[EXERCISE] Rewrite every line of the data between the lines containing "Spot every instance of the dark" and "x=113 y=145", inclusive, and give only those lines. Scale each point coordinate by 1.05 and round it to a whole number, with halves rounding up, leaving all other text unchanged.

[RECORDED DATA]
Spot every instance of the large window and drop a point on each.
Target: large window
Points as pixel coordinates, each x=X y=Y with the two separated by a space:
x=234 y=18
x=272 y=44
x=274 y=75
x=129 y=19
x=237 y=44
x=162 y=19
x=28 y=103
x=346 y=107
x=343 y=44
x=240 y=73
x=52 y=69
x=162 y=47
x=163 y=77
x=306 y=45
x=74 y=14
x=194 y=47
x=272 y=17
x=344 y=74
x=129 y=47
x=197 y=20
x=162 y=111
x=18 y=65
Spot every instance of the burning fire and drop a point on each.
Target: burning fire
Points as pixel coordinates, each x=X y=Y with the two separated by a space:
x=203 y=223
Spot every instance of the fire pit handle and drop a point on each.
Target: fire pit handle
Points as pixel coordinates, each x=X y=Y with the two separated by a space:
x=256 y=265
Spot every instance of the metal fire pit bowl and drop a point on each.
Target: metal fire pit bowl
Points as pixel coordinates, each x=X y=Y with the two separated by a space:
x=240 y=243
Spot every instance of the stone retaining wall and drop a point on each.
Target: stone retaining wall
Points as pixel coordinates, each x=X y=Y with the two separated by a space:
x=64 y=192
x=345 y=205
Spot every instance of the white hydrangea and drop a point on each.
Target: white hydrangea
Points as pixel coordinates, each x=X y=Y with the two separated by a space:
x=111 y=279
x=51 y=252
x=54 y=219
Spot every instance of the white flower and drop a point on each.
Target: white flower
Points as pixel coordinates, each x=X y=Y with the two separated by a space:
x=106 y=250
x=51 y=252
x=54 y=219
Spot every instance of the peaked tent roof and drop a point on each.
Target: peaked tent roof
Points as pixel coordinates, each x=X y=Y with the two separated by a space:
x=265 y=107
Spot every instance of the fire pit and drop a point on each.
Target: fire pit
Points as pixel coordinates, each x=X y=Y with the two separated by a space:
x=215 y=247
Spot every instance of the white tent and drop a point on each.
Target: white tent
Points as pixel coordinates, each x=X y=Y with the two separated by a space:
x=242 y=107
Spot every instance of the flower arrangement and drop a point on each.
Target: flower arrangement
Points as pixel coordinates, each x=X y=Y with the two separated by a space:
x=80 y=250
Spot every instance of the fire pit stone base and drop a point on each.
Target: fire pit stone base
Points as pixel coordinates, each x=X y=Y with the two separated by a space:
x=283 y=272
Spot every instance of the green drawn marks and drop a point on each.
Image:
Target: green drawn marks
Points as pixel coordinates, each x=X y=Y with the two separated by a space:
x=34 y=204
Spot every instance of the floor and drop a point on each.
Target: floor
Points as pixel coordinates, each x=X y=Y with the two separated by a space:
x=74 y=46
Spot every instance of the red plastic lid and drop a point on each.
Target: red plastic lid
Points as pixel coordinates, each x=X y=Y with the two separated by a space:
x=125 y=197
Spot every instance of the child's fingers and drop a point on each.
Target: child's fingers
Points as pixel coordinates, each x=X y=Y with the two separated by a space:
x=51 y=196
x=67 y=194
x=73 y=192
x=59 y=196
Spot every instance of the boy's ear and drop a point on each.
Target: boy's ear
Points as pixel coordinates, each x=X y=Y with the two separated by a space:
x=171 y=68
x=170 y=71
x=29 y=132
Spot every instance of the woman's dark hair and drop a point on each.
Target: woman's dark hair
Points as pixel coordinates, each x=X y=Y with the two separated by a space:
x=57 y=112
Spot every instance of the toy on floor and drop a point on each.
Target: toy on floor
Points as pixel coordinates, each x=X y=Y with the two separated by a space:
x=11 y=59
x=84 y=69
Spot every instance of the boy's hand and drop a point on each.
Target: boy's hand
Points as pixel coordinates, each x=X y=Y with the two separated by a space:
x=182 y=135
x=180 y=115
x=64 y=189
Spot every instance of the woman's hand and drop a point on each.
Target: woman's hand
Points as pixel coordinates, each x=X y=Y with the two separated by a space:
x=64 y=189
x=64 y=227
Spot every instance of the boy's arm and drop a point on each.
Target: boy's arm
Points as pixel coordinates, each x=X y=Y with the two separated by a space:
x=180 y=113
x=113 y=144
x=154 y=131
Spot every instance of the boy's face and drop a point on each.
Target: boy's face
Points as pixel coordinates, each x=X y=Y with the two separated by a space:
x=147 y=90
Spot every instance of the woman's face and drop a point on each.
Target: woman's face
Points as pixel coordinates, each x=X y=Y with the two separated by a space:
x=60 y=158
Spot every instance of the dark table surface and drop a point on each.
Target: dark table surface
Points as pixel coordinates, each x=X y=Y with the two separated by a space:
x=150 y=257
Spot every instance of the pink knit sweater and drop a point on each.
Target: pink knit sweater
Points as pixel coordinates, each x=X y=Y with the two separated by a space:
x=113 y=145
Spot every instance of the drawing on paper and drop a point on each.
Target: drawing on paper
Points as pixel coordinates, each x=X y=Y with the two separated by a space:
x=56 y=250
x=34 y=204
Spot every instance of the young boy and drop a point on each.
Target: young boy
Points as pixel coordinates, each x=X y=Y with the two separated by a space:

[RESULT BELOW]
Spot every instance of the dark table surface and drop a point on each.
Target: dark table surface
Points as pixel coordinates, each x=X y=Y with the two separated by a space:
x=158 y=270
Spot every instance of the pink knit sweater and drop a point on each.
Target: pink knit sweater
Points as pixel coordinates, each x=X y=Y with the two separated by a space:
x=119 y=152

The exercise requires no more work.